Point localization data
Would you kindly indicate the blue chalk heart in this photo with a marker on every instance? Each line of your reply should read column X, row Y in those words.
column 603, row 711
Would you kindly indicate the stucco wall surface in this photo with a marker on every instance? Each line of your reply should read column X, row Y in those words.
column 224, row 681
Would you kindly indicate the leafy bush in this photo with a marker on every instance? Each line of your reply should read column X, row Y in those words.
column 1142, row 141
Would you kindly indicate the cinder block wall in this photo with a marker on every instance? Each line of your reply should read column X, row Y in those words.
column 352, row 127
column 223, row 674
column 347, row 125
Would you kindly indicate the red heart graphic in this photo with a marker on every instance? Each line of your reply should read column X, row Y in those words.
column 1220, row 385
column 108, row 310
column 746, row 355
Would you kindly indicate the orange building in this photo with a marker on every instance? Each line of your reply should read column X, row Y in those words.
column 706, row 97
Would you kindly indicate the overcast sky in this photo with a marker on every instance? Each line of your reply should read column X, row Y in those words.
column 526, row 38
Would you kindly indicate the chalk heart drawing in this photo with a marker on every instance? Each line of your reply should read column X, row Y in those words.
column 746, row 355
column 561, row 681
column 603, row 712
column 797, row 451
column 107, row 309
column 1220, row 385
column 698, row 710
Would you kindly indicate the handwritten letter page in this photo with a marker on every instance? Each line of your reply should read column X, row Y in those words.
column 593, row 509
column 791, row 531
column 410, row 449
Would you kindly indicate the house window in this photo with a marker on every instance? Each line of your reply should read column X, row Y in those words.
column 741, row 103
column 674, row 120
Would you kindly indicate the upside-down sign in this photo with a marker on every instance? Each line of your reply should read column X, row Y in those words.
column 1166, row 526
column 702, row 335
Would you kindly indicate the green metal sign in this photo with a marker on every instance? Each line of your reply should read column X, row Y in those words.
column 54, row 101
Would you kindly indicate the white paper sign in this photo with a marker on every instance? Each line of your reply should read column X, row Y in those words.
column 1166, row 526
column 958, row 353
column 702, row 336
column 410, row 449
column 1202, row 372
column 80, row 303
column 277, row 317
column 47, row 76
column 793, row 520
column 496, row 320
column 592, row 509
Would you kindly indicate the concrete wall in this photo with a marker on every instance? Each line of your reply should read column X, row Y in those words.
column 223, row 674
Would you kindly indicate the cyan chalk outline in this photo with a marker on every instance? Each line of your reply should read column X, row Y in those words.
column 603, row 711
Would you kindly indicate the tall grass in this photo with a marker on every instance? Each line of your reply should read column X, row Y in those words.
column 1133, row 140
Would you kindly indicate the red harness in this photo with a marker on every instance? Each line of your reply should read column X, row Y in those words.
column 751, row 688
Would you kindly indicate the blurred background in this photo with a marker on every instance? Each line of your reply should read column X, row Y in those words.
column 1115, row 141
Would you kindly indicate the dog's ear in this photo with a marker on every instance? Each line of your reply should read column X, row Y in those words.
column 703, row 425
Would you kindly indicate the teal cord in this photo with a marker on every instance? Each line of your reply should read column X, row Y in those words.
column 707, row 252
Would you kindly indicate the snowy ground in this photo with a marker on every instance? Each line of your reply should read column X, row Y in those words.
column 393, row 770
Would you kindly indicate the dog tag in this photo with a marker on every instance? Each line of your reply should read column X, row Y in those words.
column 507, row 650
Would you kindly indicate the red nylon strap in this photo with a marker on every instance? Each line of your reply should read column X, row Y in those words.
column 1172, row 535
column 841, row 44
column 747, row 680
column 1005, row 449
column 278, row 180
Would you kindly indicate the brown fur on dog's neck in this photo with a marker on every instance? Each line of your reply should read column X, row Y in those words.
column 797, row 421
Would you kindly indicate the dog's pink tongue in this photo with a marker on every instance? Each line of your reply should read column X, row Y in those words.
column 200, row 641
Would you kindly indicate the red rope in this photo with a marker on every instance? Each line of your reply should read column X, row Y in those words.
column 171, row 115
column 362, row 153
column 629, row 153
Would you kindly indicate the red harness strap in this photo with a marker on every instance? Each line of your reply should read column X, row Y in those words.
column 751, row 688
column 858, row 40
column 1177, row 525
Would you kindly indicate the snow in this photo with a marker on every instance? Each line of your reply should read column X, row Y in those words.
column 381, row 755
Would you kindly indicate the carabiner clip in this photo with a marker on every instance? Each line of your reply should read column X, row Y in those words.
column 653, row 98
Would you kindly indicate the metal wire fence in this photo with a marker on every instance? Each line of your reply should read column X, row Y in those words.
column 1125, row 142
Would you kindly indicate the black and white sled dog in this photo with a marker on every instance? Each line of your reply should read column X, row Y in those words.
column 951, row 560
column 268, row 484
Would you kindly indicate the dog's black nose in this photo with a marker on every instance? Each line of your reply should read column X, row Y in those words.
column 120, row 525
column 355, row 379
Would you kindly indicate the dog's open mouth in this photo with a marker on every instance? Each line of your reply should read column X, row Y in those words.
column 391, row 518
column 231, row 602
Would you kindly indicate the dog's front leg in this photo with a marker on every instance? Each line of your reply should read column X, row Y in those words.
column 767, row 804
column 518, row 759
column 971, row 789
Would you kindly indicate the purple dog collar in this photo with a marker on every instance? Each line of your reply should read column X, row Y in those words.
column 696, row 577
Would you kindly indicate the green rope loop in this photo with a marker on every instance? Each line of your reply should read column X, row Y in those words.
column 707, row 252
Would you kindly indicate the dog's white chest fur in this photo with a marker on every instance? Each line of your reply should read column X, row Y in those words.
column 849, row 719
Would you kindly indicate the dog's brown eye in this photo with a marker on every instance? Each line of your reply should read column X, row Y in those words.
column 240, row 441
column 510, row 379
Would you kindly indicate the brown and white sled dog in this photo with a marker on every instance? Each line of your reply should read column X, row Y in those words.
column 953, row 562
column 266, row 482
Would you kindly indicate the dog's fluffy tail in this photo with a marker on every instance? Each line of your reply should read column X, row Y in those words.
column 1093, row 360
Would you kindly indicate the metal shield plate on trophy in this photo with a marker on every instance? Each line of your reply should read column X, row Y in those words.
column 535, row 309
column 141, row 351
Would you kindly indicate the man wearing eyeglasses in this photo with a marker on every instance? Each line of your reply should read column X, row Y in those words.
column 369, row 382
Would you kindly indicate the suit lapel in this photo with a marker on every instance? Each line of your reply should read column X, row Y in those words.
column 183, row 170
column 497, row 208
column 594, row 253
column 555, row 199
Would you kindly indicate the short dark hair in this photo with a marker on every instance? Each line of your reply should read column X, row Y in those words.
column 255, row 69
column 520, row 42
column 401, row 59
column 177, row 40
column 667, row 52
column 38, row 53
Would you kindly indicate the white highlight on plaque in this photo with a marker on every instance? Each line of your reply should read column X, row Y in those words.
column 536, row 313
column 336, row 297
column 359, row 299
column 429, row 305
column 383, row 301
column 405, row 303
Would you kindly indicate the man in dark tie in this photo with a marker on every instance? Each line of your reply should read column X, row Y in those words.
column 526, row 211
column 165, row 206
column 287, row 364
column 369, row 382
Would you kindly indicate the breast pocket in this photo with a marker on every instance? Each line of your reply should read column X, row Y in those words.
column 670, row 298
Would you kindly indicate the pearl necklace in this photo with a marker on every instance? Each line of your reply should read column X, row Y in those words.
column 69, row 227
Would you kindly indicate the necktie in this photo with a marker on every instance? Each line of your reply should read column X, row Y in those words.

### Your objective
Write every record above out again exactly as it stands.

### Expected answer
Would you kindly indicate the blue chalk heart in this photo with a marker on every instance? Each line of your reply should read column X, row Y in those words.
column 603, row 711
Would you kindly indicate the stucco wall surface in this photo with a marker on every instance? Each line of your reply should read column X, row Y in those words.
column 224, row 681
Would you kindly indicate the leafy bush in this photo with a marker on every instance? Each line of your reply should read column X, row Y in those words.
column 1142, row 141
Would you kindly indicate the cinder block wall in this photo with a marker on every instance? Each line of your reply should read column X, row Y in those words.
column 352, row 127
column 223, row 674
column 347, row 125
Would you kindly indicate the red heart graphic in this photo with a marker on every instance? Each line of your reply should read column X, row Y in those words.
column 1220, row 385
column 108, row 310
column 746, row 355
Would you kindly indicate the orange building in this photo with a marker on every instance? Each line of your reply should read column X, row Y in those words.
column 706, row 97
Would you kindly indicate the overcast sky in this photo with a marker on every instance? Each line of your reply should read column X, row Y in those words.
column 526, row 38
Would you kindly indicate the chalk heart drawing in this photo with a marker on every instance? Each line of your reply should read column X, row Y in those words.
column 746, row 355
column 561, row 681
column 603, row 712
column 797, row 451
column 107, row 309
column 1220, row 385
column 698, row 710
Would you kindly indicate the handwritten letter page in this photo with a marker on every instance? Each line of your reply should read column X, row Y in those words.
column 593, row 509
column 791, row 531
column 410, row 449
Would you kindly indicate the house window in this photo with a marker on every instance? Each line of your reply should read column X, row Y in those words.
column 741, row 103
column 674, row 120
Would you kindly indicate the upside-down sign in this photo with a marker on every instance? Each line of your reply should read column X, row Y in those words.
column 1166, row 526
column 702, row 335
Would you kindly indicate the green metal sign in this photo with a marker on every instance? Each line of your reply should read column X, row Y in those words.
column 54, row 101
Would you kindly indicate the white paper sign in this photo with a marker on every instance? Each line of your reply should read column X, row Y in those words.
column 1166, row 526
column 958, row 353
column 702, row 336
column 410, row 449
column 1202, row 372
column 80, row 303
column 277, row 317
column 47, row 76
column 793, row 520
column 496, row 320
column 592, row 509
Would you kindly indicate the concrete wall in this photo with a marker on every instance? Each line of your reply should read column X, row Y in those words.
column 223, row 674
Would you kindly indicate the cyan chalk outline in this photo with a marker on every instance? Each line of your reply should read column X, row Y in those words.
column 603, row 711
Would you kindly indicate the tall grass in this photo with a marker on every instance? Each line of your reply should read column X, row Y in those words.
column 1133, row 140
Would you kindly indicate the red harness in this photo with a marker on every instance? Each line of your reply should read column X, row Y in those words.
column 751, row 688
Would you kindly indicate the blurred background in this photo with a marker on every instance? Each line of your reply should read column X, row Y in those words.
column 1115, row 141
Would you kindly indicate the dog's ear in this photo with a marker on every instance? Each line of your reply should read column X, row Y in those words.
column 703, row 425
Would you kindly indicate the teal cord in this photo with a marker on every instance? Each line of your reply should read column X, row Y in those words.
column 707, row 252
Would you kindly indicate the snowy ground in this photo with a marker on every instance? Each line of your reply should read column X, row Y in those words.
column 393, row 770
Would you kindly indicate the dog tag in this photo with a marker on every instance? Each line of your reply should read column X, row Y in those words.
column 507, row 650
Would you kindly indicate the red nylon strap in this photo with a marker on every instance? Each line of your reply should read column X, row Y in those words.
column 1172, row 535
column 841, row 44
column 747, row 680
column 1005, row 449
column 278, row 180
Would you kindly indicate the brown fur on dog's neck in this photo with a marker on every instance? Each line of your reply should read column X, row Y in those words.
column 797, row 421
Would you kindly indicate the dog's pink tongue in this photo with a marker on every instance? Each line of your reply should read column X, row Y in those words.
column 200, row 641
Would you kindly indicate the red rope in this photo with a marker on every instance? Each line of your reply should read column X, row Y in those words.
column 171, row 115
column 362, row 153
column 629, row 153
Would you kindly indicate the red harness strap in this photo with a marker on every instance? Each line of your reply should read column X, row Y in those words.
column 751, row 688
column 858, row 40
column 1177, row 525
Would you kindly indicate the snow in this photo with a marker on every instance? Each line of your reply should read column X, row Y in those words.
column 381, row 755
Would you kindly indicate the carabiner clip in this photo with a marker on every instance? Each line of your reply should read column X, row Y in those words.
column 653, row 98
Would you kindly indicate the metal wire fence in this photo with a marker on every instance? Each line of your reply should read column X, row Y in those words.
column 1125, row 142
Would you kindly indicate the black and white sled dog in this photo with a marker on every instance? Each line of your reply should read column X, row Y in those words.
column 951, row 560
column 268, row 484
Would you kindly indicate the dog's black nose in this photo with a marker on every instance? Each line of your reply should read column X, row Y in those words.
column 120, row 525
column 355, row 379
Would you kindly indicate the dog's open mouth in this photo with a marker on every instance? Each line of your reply should read column X, row Y in those words.
column 391, row 518
column 231, row 602
Would you kindly indicate the dog's front leg in this photo with a marker on every instance? Each line of your reply should read column X, row Y in those words.
column 767, row 804
column 518, row 759
column 971, row 789
Would you kindly indicate the purple dog collar in this photo with a marker on every instance? Each line of your reply should read column X, row Y in those words.
column 696, row 577
Would you kindly indicate the green rope loop in this photo with a marker on every instance? Each line of your reply should read column X, row Y in those words.
column 707, row 252
Would you kindly indicate the dog's white chest fur in this photo with a marker on every instance? Each line of your reply should read column X, row Y in those words.
column 849, row 719
Would you kindly indicate the dog's brown eye in this photo with a marker on every instance? Each line of your reply should read column X, row Y in those words.
column 240, row 441
column 510, row 379
Would you kindly indicate the brown and white sled dog in this photo with a marker on every instance? Each line of your reply should read column X, row Y in those words.
column 953, row 562
column 266, row 482
Would you kindly indicate the dog's fluffy tail in this photo with a marker on every instance? Each line of your reply should read column X, row Y in those words.
column 1093, row 360
Would you kindly indicate the metal shield plate on trophy in this photo with a marker on every instance? Each line of your reply should read column X, row Y in those words.
column 535, row 309
column 141, row 351
Would you kindly indicate the man wearing eyeglasses in this photo with a marker on every instance? Each line of your reply should read column X, row Y in those words.
column 369, row 382
Would you kindly indicate the suit lapel in this photo with a marker on every instance? Each line of your reply should read column X, row Y in those words.
column 183, row 170
column 497, row 208
column 594, row 253
column 555, row 199
Would you kindly indicate the short dark hair in this photo with a marker on every instance? Each line of your reply should read column X, row Y in those words.
column 255, row 69
column 520, row 42
column 401, row 59
column 177, row 40
column 667, row 52
column 38, row 53
Would you kindly indicate the white highlight on plaque in this photo with a marker on every instance? Each line of your reply should read column X, row Y in those words.
column 536, row 313
column 336, row 297
column 359, row 299
column 429, row 305
column 383, row 301
column 405, row 303
Would you kindly indicate the man in dark tie in this photo with a marker on every instance? Each line of your reply should read column X, row Y in those words.
column 526, row 211
column 165, row 206
column 287, row 364
column 369, row 382
Would you kindly indicate the breast pocket in this photo with a marker on every instance? Each line of your reply should read column X, row Y in those words.
column 670, row 298
Would you kindly indicate the pearl necklace in this photo with a marker on every instance? Each line of your reply should read column X, row Y in those words.
column 69, row 227
Would you kindly indicate the necktie in this photo with a marker on every instance? Each line of your reply should read column X, row Y in those words.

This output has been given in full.